Supplied records:
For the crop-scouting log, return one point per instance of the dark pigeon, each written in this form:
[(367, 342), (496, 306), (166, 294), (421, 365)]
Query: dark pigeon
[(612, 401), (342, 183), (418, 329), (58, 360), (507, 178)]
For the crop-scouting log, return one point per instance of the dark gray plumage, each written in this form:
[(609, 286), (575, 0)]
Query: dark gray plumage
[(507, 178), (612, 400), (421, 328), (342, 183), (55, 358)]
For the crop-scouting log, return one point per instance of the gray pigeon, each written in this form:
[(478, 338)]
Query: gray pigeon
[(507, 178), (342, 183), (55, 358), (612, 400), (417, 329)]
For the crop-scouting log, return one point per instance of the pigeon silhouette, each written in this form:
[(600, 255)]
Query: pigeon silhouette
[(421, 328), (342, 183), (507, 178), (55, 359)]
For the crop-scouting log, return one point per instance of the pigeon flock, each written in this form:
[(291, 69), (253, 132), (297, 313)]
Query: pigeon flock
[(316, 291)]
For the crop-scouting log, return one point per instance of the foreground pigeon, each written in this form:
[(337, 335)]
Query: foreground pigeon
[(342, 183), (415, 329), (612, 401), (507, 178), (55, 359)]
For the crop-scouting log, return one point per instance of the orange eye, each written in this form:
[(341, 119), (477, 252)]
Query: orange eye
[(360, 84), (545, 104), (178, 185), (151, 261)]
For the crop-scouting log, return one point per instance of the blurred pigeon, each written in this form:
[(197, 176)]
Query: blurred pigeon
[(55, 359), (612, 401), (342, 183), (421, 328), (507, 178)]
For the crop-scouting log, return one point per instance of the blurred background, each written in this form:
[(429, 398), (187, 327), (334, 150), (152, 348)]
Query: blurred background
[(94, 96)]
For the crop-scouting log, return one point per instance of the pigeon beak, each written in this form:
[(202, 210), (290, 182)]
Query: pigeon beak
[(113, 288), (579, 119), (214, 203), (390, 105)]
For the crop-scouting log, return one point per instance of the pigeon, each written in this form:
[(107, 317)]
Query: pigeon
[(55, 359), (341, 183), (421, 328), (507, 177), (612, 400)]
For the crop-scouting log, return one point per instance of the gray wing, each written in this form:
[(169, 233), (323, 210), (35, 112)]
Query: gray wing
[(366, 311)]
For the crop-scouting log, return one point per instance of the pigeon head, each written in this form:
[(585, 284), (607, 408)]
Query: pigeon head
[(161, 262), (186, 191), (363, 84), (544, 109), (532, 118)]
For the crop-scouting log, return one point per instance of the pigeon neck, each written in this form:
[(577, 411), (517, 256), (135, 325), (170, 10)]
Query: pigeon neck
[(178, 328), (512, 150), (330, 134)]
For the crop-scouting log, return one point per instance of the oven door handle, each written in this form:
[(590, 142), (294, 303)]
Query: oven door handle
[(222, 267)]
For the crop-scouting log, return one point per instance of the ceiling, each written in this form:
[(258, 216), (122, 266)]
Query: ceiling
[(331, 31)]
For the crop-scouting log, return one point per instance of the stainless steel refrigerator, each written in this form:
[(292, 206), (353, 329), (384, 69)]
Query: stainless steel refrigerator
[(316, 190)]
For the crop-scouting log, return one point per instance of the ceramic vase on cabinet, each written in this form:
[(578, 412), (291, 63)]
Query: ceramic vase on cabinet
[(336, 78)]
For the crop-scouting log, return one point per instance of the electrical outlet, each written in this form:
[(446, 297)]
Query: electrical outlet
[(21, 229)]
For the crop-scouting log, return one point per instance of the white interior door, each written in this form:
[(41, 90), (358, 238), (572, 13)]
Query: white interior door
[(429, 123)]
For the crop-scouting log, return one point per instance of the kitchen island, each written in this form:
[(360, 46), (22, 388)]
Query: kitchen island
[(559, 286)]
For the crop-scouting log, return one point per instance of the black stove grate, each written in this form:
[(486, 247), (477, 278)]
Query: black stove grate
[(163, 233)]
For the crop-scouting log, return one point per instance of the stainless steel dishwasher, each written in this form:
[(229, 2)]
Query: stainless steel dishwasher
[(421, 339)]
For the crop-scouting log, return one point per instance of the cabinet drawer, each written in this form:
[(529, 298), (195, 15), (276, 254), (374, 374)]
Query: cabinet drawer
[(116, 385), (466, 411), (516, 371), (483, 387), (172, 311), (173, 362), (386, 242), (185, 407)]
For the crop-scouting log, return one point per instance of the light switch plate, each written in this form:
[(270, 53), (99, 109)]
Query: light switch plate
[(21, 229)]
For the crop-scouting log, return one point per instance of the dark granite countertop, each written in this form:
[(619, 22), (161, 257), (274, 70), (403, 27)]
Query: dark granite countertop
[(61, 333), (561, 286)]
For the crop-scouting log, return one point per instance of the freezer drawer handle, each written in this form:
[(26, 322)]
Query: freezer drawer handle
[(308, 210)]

Challenge: Copy all of the data above line for line, with no changes.

Expected answer:
For the crop-scouting log, return one point per instance of the dark pigeon, each written in this form:
[(367, 342), (496, 306), (166, 294), (421, 365)]
Query: dark pigeon
[(612, 401), (342, 183), (418, 329), (58, 360), (507, 178)]
For the crop-scouting log, return one point per instance of the dark gray plumage, each written in this form:
[(609, 286), (575, 0)]
Query: dark gray plumage
[(507, 178), (612, 400), (421, 328), (342, 183), (55, 358)]
For the crop-scouting log, return one point per instance of the gray pigeon, each written in this form:
[(478, 338)]
Query: gray pigeon
[(507, 178), (342, 183), (55, 358), (612, 400), (417, 329)]
For the crop-scouting log, return one point per instance of the pigeon silhouette, each written in this form:
[(600, 255)]
Query: pigeon silhouette
[(421, 328), (342, 183), (507, 178), (55, 359)]
For the crop-scouting log, return one point per instance of the pigeon flock, each written in this form:
[(291, 69), (253, 132), (297, 313)]
Query: pigeon flock
[(316, 291)]
For the crop-scouting log, return one point per instance of the foreground pigeon, each written in this form:
[(337, 335)]
Query: foreground pigeon
[(342, 183), (415, 329), (612, 401), (507, 178), (55, 359)]
For the crop-scouting log, return one point per instance of the orange eye, each written in this form:
[(341, 119), (477, 252)]
Query: orange eye
[(360, 84), (545, 104), (178, 185), (151, 261)]
For the crop-scouting log, return one point per instance of the blurred pigeon, each written in this form:
[(197, 176)]
Query: blurred pigeon
[(55, 359), (612, 401), (342, 183), (421, 328), (507, 178)]
For the crop-scouting log, return one point per instance of the blurred background, each written in this form:
[(429, 398), (187, 327), (334, 150), (152, 348)]
Query: blurred background
[(94, 96)]
For the crop-scouting log, return one point per instance of the pigeon beak, each written in this form:
[(202, 210), (290, 182)]
Query: pigeon beak
[(113, 288), (579, 119), (214, 203), (390, 105)]
For the crop-scouting log, return one point per instance of the pigeon, each written in this form:
[(107, 317)]
Query: pigeon
[(55, 359), (341, 183), (421, 328), (507, 177), (612, 400)]
For the crop-scouting log, return one point per instance of the gray wing, each written in this form:
[(169, 233), (323, 210), (35, 112)]
Query: gray wing
[(366, 311)]
For the crop-scouting log, return one point per instance of the pigeon head, each written in this form:
[(585, 284), (607, 408)]
Query: pigeon head
[(161, 262), (186, 191), (363, 84), (544, 109), (532, 118)]
For the crop-scouting log, return one point per instance of the pigeon neck, each written in this form:
[(577, 411), (517, 256), (135, 325), (170, 10)]
Query: pigeon neck
[(178, 328), (512, 150), (330, 134)]
For the crop-scouting log, return one point per instance of the oven door handle, each written in this form:
[(590, 142), (294, 303)]
Query: oven door handle
[(222, 267)]
For the crop-scouting log, return one point per instance of the ceiling, each written in this form:
[(258, 216), (122, 266)]
Query: ceiling
[(331, 31)]
For the crop-scouting log, return one point per instance of the stainless steel refrigerator, each written in this form:
[(292, 206), (353, 329), (384, 69)]
Query: stainless steel refrigerator
[(316, 190)]
For the crop-scouting log, return one point per instance of the ceramic vase on cabinet, each written in this form:
[(578, 412), (291, 63)]
Query: ceramic vase on cabinet
[(336, 78)]
For the crop-scouting log, return one point per instance of the electrical outlet, each written in this form:
[(446, 297)]
Query: electrical outlet
[(21, 229)]
For the crop-scouting log, return one point per instance of the white interior door, each written in this form:
[(41, 90), (358, 238), (572, 13)]
Query: white interior door
[(429, 123)]
For the crop-scouting log, return one point per instance of the kitchen island, each written in this form:
[(360, 46), (22, 388)]
Query: kitchen island
[(559, 286)]
For the crop-scouting log, return one point per instance of the black stove grate, each written in this form:
[(486, 247), (477, 278)]
Query: black stove grate
[(163, 233)]
For the crop-scouting log, return one point per instance of the stainless steel dishwasher, each written in this form:
[(229, 2)]
Query: stainless steel dishwasher
[(421, 339)]
For the crop-scouting log, return one point per instance of the cabinet drawer, each written in this form:
[(529, 298), (195, 15), (276, 254), (374, 374)]
Query: cabinet drawer
[(116, 385), (466, 411), (516, 371), (483, 387), (172, 311), (173, 362), (386, 242), (185, 407)]
For the crop-scouting log, return one point per instance of the light switch plate, each written in this form:
[(270, 53), (99, 109)]
Query: light switch plate
[(21, 229)]
For the crop-scouting log, return one point per instance of the dark granite countertop, each written in this form:
[(619, 22), (161, 257), (274, 70), (403, 27)]
Query: dark granite countertop
[(61, 333), (561, 286)]
For the crop-scouting log, return one point per instance of the freezer drawer handle, each written in this form:
[(26, 322)]
Query: freezer drawer handle
[(308, 210)]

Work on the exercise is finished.